■ Excerpts of pointing data:
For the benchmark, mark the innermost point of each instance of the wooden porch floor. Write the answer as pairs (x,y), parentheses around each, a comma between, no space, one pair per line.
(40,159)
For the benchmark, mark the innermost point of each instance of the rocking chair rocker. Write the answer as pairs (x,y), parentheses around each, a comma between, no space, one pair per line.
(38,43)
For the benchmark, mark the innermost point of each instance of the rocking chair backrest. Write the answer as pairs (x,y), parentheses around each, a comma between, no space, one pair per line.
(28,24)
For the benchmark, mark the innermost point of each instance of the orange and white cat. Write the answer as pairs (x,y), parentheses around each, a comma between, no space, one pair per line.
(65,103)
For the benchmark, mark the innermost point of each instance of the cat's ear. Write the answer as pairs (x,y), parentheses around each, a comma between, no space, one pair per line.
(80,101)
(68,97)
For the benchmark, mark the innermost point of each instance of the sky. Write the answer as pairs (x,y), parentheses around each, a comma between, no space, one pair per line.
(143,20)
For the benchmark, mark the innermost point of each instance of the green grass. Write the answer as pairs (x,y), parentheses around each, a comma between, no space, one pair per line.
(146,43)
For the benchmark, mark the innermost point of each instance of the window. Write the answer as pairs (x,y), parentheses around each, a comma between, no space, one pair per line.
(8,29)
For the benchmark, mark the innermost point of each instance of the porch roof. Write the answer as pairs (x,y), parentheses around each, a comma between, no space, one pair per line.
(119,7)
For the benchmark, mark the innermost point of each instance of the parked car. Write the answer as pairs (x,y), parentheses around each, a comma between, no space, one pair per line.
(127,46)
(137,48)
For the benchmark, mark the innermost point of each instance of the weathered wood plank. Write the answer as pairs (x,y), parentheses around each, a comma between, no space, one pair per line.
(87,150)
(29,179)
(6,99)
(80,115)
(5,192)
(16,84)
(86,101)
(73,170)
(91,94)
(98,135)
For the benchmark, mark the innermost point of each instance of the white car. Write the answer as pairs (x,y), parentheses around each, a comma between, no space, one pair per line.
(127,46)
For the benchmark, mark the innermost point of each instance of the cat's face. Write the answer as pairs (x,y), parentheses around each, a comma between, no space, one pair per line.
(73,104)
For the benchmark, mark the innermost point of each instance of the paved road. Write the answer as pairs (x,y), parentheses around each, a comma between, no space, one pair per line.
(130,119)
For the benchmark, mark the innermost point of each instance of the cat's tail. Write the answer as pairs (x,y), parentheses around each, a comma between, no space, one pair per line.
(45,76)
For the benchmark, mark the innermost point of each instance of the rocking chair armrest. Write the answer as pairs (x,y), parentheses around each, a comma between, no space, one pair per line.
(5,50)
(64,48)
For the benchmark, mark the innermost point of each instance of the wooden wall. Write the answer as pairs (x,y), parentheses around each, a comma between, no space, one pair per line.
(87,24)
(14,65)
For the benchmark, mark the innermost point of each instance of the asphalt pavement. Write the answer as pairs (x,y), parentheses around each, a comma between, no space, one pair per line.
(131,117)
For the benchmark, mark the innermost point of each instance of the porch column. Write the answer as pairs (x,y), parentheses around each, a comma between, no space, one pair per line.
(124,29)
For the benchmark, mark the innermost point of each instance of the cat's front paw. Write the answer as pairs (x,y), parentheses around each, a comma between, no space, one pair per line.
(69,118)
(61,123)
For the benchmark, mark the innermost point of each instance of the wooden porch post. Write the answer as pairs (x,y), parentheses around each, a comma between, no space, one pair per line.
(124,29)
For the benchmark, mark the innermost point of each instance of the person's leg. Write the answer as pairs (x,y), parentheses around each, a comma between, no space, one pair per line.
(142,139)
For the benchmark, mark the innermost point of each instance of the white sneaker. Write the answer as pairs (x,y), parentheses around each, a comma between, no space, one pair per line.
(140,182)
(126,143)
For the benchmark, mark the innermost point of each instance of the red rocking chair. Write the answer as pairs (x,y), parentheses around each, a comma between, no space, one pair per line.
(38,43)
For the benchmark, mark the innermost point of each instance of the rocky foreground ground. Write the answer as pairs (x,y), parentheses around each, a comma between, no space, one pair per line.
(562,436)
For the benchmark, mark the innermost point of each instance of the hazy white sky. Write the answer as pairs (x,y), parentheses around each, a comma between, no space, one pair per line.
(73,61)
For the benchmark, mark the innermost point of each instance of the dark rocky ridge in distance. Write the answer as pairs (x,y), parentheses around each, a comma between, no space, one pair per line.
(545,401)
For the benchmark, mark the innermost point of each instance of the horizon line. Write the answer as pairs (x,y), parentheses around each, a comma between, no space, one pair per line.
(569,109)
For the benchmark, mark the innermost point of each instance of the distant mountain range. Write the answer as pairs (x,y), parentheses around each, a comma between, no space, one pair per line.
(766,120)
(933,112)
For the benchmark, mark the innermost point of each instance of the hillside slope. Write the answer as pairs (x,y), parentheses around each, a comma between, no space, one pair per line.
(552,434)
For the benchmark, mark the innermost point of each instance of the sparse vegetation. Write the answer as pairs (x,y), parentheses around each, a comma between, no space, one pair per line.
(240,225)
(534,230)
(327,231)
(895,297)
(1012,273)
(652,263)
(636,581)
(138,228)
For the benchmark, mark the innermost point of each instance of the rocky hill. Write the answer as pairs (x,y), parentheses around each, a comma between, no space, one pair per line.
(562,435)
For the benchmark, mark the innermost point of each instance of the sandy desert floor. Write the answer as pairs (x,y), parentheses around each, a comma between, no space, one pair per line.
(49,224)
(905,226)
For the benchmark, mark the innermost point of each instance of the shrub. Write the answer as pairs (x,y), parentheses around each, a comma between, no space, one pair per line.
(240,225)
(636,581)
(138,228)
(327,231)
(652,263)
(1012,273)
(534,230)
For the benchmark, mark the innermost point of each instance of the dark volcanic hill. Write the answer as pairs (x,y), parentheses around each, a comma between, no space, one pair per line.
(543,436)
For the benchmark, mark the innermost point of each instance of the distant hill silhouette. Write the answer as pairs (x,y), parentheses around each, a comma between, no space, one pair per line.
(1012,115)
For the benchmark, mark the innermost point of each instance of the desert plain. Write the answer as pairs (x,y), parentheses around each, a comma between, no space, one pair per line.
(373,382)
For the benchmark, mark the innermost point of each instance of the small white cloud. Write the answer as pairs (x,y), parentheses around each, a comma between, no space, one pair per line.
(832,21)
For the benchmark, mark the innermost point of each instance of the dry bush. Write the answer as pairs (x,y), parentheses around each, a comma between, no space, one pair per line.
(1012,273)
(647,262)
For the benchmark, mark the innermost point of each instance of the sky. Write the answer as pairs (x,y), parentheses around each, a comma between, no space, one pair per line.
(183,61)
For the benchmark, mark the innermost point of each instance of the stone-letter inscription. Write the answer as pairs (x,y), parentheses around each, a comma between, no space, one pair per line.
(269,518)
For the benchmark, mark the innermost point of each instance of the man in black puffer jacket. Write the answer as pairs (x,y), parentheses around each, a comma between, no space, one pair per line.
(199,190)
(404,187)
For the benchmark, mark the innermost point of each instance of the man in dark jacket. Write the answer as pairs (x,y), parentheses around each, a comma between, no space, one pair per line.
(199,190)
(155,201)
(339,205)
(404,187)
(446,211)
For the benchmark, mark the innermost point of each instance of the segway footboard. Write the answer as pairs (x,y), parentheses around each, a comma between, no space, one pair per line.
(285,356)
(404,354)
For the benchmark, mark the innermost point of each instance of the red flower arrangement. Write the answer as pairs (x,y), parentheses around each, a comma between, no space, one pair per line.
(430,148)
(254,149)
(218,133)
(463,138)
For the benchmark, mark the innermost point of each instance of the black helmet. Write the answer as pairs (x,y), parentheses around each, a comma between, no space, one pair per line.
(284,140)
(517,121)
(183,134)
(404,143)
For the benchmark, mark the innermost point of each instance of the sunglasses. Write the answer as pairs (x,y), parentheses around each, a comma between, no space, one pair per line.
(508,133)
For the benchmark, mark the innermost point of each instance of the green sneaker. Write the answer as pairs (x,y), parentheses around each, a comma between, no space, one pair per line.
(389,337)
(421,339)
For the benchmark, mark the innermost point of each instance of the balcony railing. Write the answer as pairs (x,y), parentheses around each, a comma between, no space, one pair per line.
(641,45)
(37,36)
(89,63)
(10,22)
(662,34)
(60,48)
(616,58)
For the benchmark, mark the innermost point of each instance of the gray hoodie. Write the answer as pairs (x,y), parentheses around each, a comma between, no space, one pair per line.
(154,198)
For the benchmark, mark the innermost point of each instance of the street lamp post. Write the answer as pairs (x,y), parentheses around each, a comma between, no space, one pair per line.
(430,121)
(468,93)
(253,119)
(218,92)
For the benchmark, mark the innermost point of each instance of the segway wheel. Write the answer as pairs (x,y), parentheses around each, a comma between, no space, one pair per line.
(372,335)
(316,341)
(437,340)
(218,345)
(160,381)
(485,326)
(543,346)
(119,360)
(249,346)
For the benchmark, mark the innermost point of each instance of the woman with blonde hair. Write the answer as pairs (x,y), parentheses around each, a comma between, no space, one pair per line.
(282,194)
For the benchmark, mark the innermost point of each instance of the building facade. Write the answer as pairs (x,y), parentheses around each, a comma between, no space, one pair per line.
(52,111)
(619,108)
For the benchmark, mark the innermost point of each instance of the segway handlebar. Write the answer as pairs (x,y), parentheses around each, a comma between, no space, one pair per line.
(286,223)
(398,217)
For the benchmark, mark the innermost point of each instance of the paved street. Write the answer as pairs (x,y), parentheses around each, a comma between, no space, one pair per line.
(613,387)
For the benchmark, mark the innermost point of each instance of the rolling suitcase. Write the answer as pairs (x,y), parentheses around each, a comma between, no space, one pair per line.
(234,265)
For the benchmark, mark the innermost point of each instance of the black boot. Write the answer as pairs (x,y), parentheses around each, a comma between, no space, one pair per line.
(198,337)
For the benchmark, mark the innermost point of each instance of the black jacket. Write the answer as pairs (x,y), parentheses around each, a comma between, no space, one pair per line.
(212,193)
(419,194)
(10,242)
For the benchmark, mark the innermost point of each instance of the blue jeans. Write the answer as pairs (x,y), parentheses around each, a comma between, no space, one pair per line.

■ EXERCISE INSTRUCTIONS: Starting from the line containing "the paved street." and ending with the final line of the data, reproduce each line exactly as it appears, including no other lines.

■ SOLUTION TO THIS EXERCISE:
For the benchmark, mark the innermost point of each instance of the paved street. Write the answer as pairs (x,y), parentheses around each, a comma between, no space, one pair per line.
(613,387)
For the benchmark, mark the innermost point of each instance of the rolling suitcase. Write the answer as pairs (x,y), parentheses around each, a comma between, no space, one pair per line.
(234,265)
For the benchmark, mark the innermost point of each instance of the black boot. Write the answer as pairs (x,y), parentheses around each, a comma between, no space, one pair per line.
(198,337)
For the benchmark, mark the innermost point of each instance of the black jacket. Write the answer as pairs (x,y), parentheses around each, a comma between, no space, one pair per line.
(212,193)
(419,194)
(10,242)
For the benchmark, mark the innermost point of each instance of the blue jeans. Write the answer as pairs (x,y), parentheses around each, a comma between, no space, one pair per line.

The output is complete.